-------- EXTRACT TO READ --------

Route information
- Maintained by Ministry of Highways and Infrastructure
- Length: 89.4 km (55.6 mi)

Major junctions
- South end: Highway 5 at Muenster
- Highway 41 at Claggett
- North end: CanAm Highway / Highway 3 at Beatty

Location
- Country: Canada
- Province: Saskatchewan
- Rural municipalities: St. Peter, Lake Lenore, Flett's Springs

Highway system
- Provincial highways in Saskatchewan;
| ← Highway 367 |  | → Highway 369 |

= Saskatchewan Highway 368 =

Provincial highway in Saskatchewan, Canada

Highway 368 is a provincial highway in the Canadian province of Saskatchewan. It runs from Highway 5 in Muenster to the CanAm Highway (Highway 3) in Beatty. It is about 89 km long.

Highway 368 intersects Highways 756, 777, 776, and 41. Highway 368 passes near Lake Lenore, St. Brieux, Pathlow, and Claggett.

-------- DATASET ENTRIES --------

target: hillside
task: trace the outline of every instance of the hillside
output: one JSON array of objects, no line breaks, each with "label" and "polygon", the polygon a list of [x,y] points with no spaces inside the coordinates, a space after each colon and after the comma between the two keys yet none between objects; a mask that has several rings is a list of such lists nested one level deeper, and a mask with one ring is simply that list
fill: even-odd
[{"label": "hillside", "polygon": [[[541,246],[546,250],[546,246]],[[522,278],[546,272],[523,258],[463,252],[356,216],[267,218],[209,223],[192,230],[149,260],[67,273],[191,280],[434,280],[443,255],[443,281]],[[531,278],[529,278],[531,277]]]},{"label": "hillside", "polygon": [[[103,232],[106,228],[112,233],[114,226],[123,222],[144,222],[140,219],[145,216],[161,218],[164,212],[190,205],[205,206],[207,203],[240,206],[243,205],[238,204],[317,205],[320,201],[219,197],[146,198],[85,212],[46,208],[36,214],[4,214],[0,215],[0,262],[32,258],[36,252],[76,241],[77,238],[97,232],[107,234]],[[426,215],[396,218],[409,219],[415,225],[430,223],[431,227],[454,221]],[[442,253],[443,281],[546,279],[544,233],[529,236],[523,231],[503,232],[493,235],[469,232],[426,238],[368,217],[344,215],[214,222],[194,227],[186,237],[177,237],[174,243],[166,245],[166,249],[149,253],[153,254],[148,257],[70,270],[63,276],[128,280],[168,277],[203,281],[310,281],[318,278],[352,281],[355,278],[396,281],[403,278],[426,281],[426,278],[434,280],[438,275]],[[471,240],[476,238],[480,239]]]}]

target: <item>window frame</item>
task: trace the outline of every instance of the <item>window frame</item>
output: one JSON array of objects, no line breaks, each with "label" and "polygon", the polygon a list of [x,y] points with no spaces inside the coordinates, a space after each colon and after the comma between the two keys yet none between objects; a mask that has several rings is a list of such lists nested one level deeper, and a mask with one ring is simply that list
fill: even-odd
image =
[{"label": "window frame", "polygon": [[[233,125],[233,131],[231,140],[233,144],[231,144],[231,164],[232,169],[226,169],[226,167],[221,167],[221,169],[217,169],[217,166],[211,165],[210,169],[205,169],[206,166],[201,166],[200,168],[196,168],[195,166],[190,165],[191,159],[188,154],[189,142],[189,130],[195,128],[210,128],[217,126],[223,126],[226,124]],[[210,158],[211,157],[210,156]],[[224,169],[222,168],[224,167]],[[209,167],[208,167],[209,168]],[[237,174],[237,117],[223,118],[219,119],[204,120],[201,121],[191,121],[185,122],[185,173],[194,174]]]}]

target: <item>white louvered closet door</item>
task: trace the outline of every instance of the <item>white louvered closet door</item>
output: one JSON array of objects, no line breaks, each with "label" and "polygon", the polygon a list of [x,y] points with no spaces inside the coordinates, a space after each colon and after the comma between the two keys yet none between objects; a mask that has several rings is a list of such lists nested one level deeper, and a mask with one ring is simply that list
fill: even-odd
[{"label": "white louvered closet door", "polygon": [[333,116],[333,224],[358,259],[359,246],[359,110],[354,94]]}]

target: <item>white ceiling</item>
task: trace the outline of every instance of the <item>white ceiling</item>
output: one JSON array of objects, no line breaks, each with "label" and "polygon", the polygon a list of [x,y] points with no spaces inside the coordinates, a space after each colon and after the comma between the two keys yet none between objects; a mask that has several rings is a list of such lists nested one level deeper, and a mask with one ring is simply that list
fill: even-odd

--------

**WHAT TO DO**
**A)** Answer these questions from the article on Saskatchewan Highway 368:
(i) Which body maintains the highway?
(ii) Which highway does Highway 368 meet at Claggett?
(iii) Which rural municipalities does the highway pass through?
**B)** State whether each statement agrees with the article on Saskatchewan Highway 368. Quote the words from the article that decide each one.
(i) The north end of Highway 368 is at Beatty.
(ii) Highway 368 is about 120 km long.
(iii) Highway 368 crosses Highway 777.
**C)** Carry on the article on Saskatchewan Highway 368 from where it ends.
Nothing in the rows is needed here.

**TASK-BY-TASK ANSWERS**
**A)**
(i) The Ministry of Highways and Infrastructure
(ii) Highway 41
(iii) St. Peter, Lake Lenore, and Flett's Springs

**B)**
(i) Yes: "North end: CanAm Highway / Highway 3 at Beatty"
(ii) No: "It is about 89 km long."
(iii) Yes: "Highway 368 intersects Highways 756, 777, 776, and 41."

**C)**
==Route description==

Hwy 368 begins in the Rural Municipality of St. Peter No. 369 at an intersection with Hwy 5 (unsigned Hwy 667) on the western side of Muenster, with the road continuing south for a short distance as a connector to Railway Avenue. It curves north across Wolverine Creek, travelling through rural farmland to cross Hwy 756 between Marysburg and Annaheim before entering he village of Lake Lenore, where it bypasses downtown to the east, crosses the Canadian National Railway's St. Brieux subdivision twice, and goes through a long switchback as it shares a short concurrency (overlap) with Hwy 777. Entering the Rural Municipality of Lake Lenore No. 399, the highway travels parallel to the nearby eastern coastline of Lenore Lake, passing through the locality of Daylesford on its way to the town of St. Brieux, where it shares a concurrency with Hwy 773 (Barbier Drive) as it travels along the eastern side of town, passing near St. Brieux Regional Park. Leaving St. Brieux, Hwy 368 crosses the same rail line again and enters the Rural Municipality of Flett's Springs No. 429.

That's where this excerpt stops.